— START —

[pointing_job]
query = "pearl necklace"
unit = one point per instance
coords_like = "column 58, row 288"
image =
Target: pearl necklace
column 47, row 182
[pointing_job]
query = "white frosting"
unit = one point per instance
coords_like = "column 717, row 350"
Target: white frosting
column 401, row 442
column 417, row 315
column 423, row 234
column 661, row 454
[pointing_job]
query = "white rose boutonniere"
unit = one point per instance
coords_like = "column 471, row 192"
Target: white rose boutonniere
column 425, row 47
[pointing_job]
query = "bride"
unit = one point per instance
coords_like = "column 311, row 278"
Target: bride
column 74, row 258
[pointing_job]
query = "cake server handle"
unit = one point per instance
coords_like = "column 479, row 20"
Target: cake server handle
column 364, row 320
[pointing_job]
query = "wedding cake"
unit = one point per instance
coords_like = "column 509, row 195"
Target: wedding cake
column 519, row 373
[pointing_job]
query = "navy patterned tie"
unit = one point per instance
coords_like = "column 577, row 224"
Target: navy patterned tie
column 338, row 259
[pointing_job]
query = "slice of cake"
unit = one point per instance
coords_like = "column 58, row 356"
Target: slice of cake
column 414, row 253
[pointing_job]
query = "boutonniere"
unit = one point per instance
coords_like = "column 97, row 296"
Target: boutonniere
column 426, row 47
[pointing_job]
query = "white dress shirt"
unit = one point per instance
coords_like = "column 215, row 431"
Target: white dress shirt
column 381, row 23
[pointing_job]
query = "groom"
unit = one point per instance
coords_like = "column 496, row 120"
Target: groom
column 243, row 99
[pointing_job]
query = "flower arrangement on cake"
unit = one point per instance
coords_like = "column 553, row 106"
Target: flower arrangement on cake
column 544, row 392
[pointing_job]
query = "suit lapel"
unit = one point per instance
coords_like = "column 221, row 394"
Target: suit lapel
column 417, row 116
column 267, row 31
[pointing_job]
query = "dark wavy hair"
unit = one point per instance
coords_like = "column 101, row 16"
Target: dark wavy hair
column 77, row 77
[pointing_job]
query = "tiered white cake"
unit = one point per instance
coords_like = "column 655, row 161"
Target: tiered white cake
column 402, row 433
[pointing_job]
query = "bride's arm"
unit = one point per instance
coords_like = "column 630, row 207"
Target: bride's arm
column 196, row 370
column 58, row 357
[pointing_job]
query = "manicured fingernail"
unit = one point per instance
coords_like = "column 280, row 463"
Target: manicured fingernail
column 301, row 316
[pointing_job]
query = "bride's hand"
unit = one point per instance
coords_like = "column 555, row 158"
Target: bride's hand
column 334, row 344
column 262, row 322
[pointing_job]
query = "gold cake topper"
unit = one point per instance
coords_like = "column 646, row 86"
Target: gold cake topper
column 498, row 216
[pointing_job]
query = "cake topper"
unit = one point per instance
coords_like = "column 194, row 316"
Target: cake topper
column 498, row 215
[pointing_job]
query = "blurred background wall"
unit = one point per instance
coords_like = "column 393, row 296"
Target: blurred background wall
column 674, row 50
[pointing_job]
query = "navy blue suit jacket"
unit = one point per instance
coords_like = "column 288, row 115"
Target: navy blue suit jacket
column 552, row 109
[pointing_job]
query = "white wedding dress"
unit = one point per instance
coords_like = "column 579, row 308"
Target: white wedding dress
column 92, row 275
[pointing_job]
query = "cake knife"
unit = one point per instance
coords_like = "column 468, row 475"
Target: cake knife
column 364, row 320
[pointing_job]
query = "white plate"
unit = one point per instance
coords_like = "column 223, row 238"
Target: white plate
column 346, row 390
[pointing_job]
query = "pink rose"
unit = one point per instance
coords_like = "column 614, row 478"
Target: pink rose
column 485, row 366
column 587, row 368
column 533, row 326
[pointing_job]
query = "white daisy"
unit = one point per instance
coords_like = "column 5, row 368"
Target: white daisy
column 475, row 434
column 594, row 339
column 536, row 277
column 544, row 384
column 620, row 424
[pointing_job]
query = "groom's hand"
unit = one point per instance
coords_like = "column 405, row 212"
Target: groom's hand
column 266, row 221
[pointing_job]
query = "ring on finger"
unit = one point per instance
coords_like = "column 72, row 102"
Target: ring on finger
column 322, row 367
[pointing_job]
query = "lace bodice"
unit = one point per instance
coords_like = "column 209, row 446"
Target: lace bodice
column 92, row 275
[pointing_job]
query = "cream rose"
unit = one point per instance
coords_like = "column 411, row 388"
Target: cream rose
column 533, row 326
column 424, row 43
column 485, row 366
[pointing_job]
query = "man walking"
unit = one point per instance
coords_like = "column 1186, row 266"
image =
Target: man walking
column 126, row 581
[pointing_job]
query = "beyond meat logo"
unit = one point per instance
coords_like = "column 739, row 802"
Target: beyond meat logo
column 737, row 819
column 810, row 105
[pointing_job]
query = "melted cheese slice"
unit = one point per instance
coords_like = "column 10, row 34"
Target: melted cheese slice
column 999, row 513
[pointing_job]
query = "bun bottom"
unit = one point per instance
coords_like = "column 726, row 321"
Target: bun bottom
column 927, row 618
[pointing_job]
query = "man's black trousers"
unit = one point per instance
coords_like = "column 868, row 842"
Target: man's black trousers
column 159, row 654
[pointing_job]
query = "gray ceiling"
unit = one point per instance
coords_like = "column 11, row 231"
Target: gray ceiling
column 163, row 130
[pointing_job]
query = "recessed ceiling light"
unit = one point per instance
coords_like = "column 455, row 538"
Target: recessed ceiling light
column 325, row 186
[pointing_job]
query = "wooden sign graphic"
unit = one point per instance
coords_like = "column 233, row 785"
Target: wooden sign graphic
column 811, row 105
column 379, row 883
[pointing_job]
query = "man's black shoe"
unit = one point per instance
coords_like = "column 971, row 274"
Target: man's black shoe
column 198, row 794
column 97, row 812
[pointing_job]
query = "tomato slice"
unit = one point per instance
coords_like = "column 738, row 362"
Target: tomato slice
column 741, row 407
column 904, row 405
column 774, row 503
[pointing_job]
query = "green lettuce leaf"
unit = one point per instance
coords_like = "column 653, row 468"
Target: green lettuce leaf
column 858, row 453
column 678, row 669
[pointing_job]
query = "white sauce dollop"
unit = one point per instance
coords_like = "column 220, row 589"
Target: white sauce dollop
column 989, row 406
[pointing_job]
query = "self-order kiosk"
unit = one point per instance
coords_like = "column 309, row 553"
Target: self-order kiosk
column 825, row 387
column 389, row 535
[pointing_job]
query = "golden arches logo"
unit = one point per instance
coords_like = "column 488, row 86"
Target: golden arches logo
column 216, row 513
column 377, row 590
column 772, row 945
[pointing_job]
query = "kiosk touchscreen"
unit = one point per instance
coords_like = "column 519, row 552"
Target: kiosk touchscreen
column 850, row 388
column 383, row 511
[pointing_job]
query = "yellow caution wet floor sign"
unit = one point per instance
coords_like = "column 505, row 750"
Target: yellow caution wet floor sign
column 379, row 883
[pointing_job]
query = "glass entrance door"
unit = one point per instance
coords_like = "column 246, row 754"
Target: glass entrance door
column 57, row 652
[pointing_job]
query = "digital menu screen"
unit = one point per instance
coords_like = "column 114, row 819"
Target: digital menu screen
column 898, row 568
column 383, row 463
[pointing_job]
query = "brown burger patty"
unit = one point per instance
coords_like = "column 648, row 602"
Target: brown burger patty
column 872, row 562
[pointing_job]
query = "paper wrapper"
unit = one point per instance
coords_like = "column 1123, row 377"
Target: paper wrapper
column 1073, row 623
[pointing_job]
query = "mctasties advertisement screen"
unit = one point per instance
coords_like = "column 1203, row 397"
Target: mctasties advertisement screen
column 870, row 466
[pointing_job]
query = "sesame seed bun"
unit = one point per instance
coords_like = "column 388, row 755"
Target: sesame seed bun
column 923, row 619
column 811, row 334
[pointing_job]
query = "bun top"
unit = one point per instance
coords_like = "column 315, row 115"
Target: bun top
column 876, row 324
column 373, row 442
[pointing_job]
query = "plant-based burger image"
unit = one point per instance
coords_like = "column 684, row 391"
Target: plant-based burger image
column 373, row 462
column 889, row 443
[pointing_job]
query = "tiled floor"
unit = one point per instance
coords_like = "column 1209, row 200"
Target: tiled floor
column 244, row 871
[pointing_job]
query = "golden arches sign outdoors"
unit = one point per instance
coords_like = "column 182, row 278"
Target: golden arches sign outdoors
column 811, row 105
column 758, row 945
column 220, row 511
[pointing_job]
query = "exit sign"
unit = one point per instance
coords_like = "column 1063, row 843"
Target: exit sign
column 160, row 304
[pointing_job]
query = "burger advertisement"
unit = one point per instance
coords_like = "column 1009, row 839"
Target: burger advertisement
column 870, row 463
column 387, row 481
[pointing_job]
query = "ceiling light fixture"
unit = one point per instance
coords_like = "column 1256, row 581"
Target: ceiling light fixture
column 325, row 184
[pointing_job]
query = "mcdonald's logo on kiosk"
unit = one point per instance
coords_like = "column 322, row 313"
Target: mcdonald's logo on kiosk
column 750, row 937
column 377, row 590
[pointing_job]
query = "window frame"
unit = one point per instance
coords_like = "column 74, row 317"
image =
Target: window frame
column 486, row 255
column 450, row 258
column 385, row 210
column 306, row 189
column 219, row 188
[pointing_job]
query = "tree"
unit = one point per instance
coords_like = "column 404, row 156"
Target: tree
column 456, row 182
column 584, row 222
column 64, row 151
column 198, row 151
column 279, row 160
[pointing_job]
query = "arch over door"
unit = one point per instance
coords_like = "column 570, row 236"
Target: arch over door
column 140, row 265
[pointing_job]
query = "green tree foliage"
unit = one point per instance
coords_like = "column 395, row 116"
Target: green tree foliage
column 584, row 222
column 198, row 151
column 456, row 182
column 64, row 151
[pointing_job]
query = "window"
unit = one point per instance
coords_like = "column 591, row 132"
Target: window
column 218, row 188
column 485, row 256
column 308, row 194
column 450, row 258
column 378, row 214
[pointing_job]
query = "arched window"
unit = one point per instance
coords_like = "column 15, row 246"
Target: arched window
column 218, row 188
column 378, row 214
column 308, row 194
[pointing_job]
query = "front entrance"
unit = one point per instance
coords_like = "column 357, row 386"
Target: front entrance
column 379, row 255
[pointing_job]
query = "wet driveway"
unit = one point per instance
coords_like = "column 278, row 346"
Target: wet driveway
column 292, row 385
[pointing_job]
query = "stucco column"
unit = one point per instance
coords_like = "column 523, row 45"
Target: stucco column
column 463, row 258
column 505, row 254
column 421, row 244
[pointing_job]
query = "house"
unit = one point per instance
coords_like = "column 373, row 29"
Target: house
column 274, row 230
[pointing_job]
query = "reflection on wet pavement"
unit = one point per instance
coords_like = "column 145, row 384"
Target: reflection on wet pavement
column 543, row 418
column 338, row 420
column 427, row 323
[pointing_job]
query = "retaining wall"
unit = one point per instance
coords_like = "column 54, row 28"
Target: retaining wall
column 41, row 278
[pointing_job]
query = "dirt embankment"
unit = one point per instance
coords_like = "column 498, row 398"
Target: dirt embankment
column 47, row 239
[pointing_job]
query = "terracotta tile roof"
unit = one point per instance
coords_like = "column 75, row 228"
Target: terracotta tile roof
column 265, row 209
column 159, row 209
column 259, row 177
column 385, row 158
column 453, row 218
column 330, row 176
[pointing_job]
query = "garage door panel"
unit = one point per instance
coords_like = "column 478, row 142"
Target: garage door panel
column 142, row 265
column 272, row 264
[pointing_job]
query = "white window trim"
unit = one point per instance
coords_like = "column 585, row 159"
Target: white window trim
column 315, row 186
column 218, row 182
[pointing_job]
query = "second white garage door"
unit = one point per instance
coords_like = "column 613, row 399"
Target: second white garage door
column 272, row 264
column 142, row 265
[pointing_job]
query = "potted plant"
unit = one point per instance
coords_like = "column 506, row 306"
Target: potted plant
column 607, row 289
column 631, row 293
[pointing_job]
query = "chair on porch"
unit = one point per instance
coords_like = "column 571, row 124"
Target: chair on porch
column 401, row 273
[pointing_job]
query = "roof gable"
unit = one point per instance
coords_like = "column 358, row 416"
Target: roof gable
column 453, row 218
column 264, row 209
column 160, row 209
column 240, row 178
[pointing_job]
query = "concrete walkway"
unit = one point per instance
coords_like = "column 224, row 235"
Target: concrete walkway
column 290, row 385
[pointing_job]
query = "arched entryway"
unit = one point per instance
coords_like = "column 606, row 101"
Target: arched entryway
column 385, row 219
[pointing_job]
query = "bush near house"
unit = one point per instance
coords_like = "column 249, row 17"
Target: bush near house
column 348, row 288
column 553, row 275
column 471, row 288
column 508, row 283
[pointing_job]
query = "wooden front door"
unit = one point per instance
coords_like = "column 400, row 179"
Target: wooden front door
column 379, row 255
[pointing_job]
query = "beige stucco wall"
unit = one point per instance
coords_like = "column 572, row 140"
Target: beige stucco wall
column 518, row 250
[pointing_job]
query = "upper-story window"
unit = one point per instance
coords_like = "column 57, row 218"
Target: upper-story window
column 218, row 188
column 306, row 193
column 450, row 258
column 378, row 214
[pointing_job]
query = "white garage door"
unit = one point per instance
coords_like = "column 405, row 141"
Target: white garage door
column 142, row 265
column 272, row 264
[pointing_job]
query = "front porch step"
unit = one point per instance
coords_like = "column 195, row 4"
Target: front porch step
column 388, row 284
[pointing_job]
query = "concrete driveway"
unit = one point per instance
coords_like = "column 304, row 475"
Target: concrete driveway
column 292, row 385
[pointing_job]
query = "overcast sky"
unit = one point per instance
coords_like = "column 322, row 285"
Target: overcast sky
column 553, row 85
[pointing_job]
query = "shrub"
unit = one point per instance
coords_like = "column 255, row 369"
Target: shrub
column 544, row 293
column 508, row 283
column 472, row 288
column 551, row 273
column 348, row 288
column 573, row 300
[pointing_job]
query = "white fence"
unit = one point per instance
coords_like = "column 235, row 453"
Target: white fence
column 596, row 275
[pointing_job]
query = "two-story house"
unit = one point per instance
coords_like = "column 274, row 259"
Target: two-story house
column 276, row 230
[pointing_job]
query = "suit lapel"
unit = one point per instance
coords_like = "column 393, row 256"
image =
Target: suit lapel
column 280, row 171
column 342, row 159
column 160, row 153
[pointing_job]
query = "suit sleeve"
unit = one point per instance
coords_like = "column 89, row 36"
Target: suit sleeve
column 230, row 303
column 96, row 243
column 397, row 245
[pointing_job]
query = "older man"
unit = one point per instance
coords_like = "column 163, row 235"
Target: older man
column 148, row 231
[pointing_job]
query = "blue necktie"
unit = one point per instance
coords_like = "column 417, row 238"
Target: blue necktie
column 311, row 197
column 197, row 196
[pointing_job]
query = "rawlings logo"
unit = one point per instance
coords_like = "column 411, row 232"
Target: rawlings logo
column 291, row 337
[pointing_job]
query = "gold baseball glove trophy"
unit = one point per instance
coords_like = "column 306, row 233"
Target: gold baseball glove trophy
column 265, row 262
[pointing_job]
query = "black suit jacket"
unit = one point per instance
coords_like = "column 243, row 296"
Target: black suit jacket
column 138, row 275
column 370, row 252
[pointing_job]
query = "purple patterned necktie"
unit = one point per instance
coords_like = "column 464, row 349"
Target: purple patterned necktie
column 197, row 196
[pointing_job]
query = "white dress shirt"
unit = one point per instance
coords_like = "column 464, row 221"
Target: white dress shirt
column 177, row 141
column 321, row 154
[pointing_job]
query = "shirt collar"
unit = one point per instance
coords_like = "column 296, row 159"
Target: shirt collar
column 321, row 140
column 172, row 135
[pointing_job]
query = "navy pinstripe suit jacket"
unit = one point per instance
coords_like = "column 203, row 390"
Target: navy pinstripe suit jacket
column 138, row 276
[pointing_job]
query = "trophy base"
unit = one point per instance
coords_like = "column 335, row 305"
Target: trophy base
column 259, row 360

— END —

WRITTEN PROBLEM
Rewrite the lines from the top of the data through the line holding "column 74, row 258", both included, as a numbered list. Leave out any blank lines.

TASK RESULT
1. [pointing_job]
2. query = "pearl necklace"
3. unit = one point per instance
4. coords_like = "column 58, row 288"
5. image =
6. Target: pearl necklace
7. column 47, row 182
8. [pointing_job]
9. query = "white frosting"
10. unit = one point per instance
11. coords_like = "column 717, row 350"
12. Target: white frosting
13. column 401, row 442
14. column 417, row 315
15. column 423, row 234
16. column 661, row 454
17. [pointing_job]
18. query = "white rose boutonniere"
19. unit = one point per instance
20. coords_like = "column 471, row 192"
21. Target: white rose boutonniere
22. column 425, row 47
23. [pointing_job]
24. query = "bride"
25. unit = one point per instance
26. coords_like = "column 311, row 278"
27. Target: bride
28. column 74, row 258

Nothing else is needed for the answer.